* Passage du document *
@ Sirpa Air : Air Actualités n° 451 (avril 1992) Auteur Lcl Henri Guyot


La 2e escadre de chasse : les chemins de la renommée

Dans le prolongement du reportage de la 2e escadre de chasse, Air Actualités vous retrace l’historique de cette unité, l’une des plus anciennes et des plus prestigieuses de l’aviation militaire et de l’Armée de l’air. Deuxième par tradition, elle a eu la vocation d’être toujours la première en matière d’innovation. 

C’est au début de la Grande Guerre, en avril 1916, que trois escadrilles, la Spad 3 (SPA 3), les Nieuport 65 et 103 (N 65 et N 103) forment sous les ordres du capitaine Brocard le groupement des escadrilles de combat de la Somme pendant la célébre bataille du même nom.

A la création de la division aérienne le 1er mai 1918, instaurée par le colonel Charles Duval, naît l’escadre de chasse n° 2 au sein du groupement Féquant qui réunit les groupes de chasse GC 13 (SPA 15, 65, 84, 88), GC 17 (SPA 77, 89, 91, 100, HD 174) et GC 20 (SPA 68, 99, 158, 159, 162). Le sigle HD désigne les escadrilles dotées des appareils Henriot Dupont. La SPA 57 appartient au GC 11 qui s’inscrit dans les formations de réserve générale.


En février 1919, dans le cadre de l’occupation de la Rhénanie, le commandant Brocard prend le commandement de cette escadre n° 2 qui englobe également à cette date le célébre groupe des « Cigognes », le GC 12 (SPA 3, 26, 67, 103, 167). L’escadre de combat n° 2 devient en mai 1919 le groupement de chasse n° 2 constitué de trois groupes à trois escadrilles : le GC 12 à Spire, le GC 13 à Germersheim et le GC 17 à Darmstadt.

Étiquettes des points d'objet:
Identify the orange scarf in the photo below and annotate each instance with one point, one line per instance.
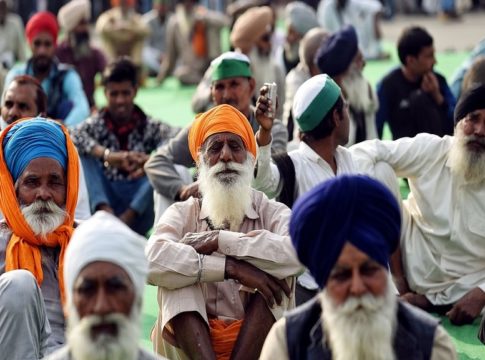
(199, 41)
(23, 250)
(223, 337)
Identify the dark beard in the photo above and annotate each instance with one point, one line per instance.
(41, 64)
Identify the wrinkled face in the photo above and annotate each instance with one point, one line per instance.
(354, 275)
(120, 96)
(424, 62)
(19, 102)
(43, 51)
(224, 147)
(43, 179)
(474, 125)
(236, 91)
(103, 288)
(264, 44)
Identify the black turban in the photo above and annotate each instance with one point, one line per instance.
(355, 208)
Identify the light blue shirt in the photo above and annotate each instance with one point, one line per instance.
(72, 90)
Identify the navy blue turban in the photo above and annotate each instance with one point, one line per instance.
(355, 208)
(336, 53)
(33, 139)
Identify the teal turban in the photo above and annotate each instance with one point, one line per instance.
(33, 139)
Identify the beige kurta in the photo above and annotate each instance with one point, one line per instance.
(443, 235)
(262, 240)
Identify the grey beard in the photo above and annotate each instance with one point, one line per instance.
(43, 217)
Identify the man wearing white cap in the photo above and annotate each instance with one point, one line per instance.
(105, 272)
(232, 84)
(322, 115)
(75, 49)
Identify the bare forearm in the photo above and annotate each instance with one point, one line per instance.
(192, 335)
(258, 320)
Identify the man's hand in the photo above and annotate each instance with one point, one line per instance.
(264, 116)
(430, 85)
(120, 160)
(205, 242)
(468, 308)
(250, 276)
(187, 191)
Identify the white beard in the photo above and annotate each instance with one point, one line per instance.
(123, 346)
(358, 91)
(365, 333)
(43, 217)
(465, 164)
(226, 196)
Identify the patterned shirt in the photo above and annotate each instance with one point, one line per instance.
(146, 137)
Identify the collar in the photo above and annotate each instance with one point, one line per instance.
(308, 152)
(250, 212)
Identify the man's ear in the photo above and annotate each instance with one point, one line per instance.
(336, 118)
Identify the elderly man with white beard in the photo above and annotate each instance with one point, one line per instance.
(105, 274)
(440, 264)
(340, 58)
(224, 263)
(39, 177)
(344, 231)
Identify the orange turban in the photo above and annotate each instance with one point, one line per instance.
(222, 118)
(42, 21)
(23, 248)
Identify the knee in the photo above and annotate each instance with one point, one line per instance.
(18, 289)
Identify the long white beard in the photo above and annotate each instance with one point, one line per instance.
(43, 217)
(123, 346)
(226, 196)
(358, 91)
(465, 164)
(364, 333)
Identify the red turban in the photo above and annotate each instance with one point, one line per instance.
(42, 21)
(222, 118)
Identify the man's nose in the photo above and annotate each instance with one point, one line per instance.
(13, 113)
(43, 193)
(226, 153)
(357, 286)
(102, 305)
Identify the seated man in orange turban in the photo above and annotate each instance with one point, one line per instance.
(223, 263)
(38, 194)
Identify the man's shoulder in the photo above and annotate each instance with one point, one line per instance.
(146, 355)
(392, 76)
(63, 353)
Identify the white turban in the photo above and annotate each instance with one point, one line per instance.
(71, 14)
(103, 237)
(301, 17)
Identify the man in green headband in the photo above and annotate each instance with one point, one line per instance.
(232, 84)
(323, 118)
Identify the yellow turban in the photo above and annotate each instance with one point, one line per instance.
(222, 118)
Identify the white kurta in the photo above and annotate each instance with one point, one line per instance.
(443, 238)
(310, 170)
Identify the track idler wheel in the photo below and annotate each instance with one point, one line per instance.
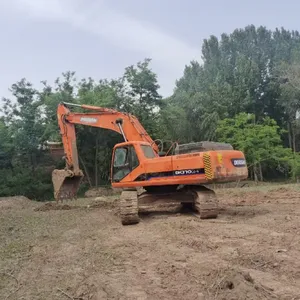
(129, 208)
(206, 203)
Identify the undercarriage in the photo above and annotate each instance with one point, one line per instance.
(200, 198)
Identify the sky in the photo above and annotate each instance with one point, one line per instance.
(40, 39)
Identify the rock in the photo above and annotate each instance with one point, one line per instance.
(100, 199)
(281, 250)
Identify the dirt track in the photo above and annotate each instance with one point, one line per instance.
(250, 252)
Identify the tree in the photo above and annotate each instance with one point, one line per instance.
(260, 142)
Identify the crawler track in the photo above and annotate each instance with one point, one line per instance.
(206, 203)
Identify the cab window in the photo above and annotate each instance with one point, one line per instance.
(125, 160)
(148, 151)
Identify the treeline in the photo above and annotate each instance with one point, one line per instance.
(245, 92)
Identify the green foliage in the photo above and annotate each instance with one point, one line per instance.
(261, 142)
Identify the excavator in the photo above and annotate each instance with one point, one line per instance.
(139, 164)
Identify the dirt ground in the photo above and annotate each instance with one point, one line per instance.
(81, 251)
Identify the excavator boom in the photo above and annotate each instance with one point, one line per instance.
(66, 182)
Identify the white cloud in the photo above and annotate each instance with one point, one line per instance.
(168, 52)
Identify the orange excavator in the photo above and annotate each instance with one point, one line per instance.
(138, 163)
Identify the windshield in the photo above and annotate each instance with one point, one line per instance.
(148, 151)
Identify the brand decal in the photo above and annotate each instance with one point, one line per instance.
(188, 172)
(88, 119)
(239, 162)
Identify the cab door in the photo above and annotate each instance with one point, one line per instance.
(125, 160)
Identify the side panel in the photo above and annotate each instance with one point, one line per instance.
(192, 168)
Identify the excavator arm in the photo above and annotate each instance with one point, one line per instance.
(66, 182)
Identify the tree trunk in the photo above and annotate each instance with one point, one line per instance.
(96, 160)
(260, 172)
(290, 135)
(294, 140)
(85, 171)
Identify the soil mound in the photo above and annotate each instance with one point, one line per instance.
(236, 284)
(14, 202)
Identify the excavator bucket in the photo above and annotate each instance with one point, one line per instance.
(65, 184)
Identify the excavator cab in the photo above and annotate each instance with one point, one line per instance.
(125, 160)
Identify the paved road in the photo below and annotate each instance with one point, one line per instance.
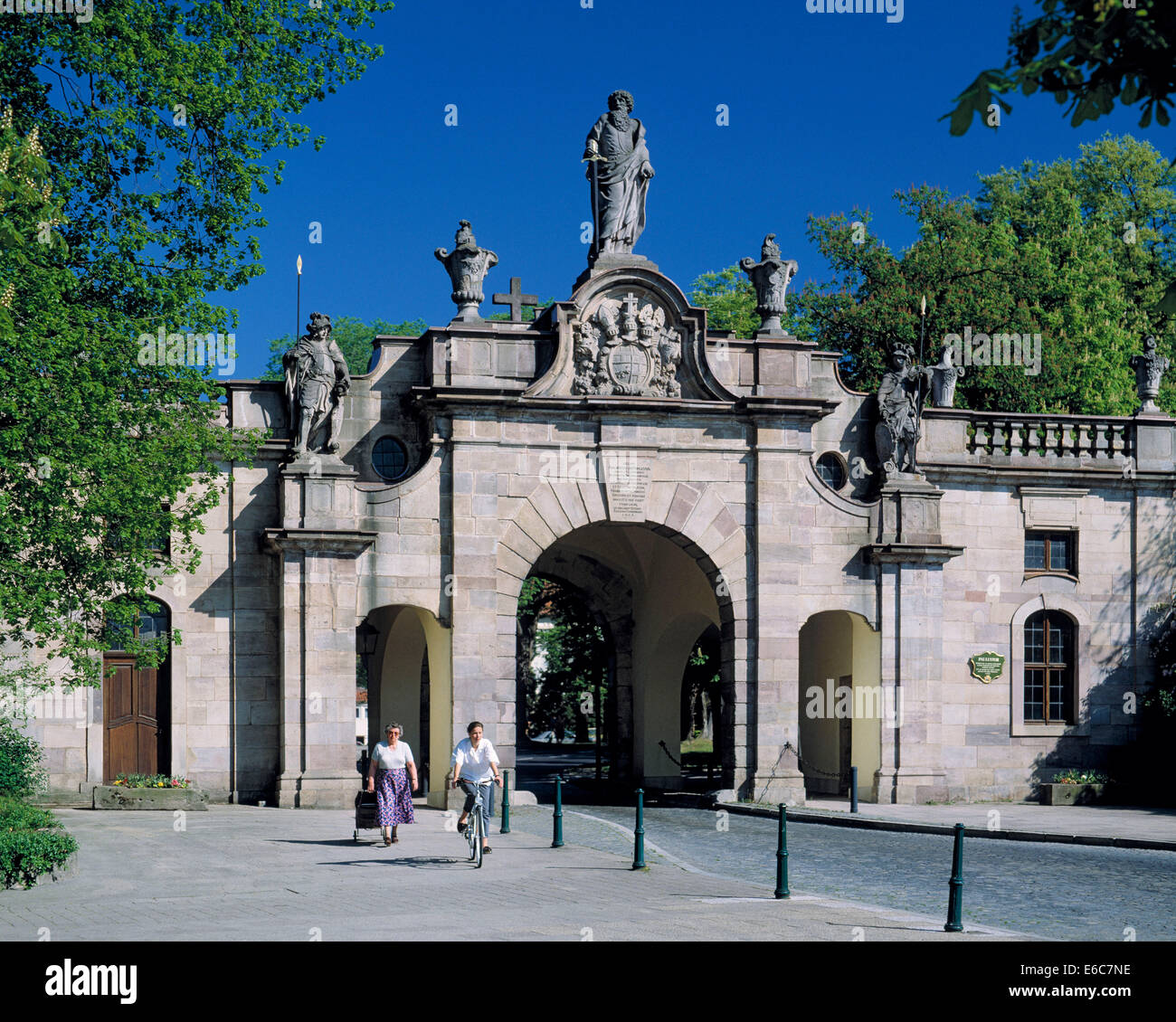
(1051, 891)
(247, 873)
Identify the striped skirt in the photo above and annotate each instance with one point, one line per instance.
(393, 798)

* Consigne de travail *
Pouvez-vous reprendre le texte sur la 2e escadre de chasse de « Dans le prolongement » à « du même nom. » en remplaçant « capitaine » par « chef d'escadron » ?

* Résultat final *
Dans le prolongement du reportage de la 2e escadre de chasse, Air Actualités vous retrace l’historique de cette unité, l’une des plus anciennes et des plus prestigieuses de l’aviation militaire et de l’Armée de l’air. Deuxième par tradition, elle a eu la vocation d’être toujours la première en matière d’innovation. 

C’est au début de la Grande Guerre, en avril 1916, que trois escadrilles, la Spad 3 (SPA 3), les Nieuport 65 et 103 (N 65 et N 103) forment sous les ordres du chef d'escadron Brocard le groupement des escadrilles de combat de la Somme pendant la célébre bataille du même nom.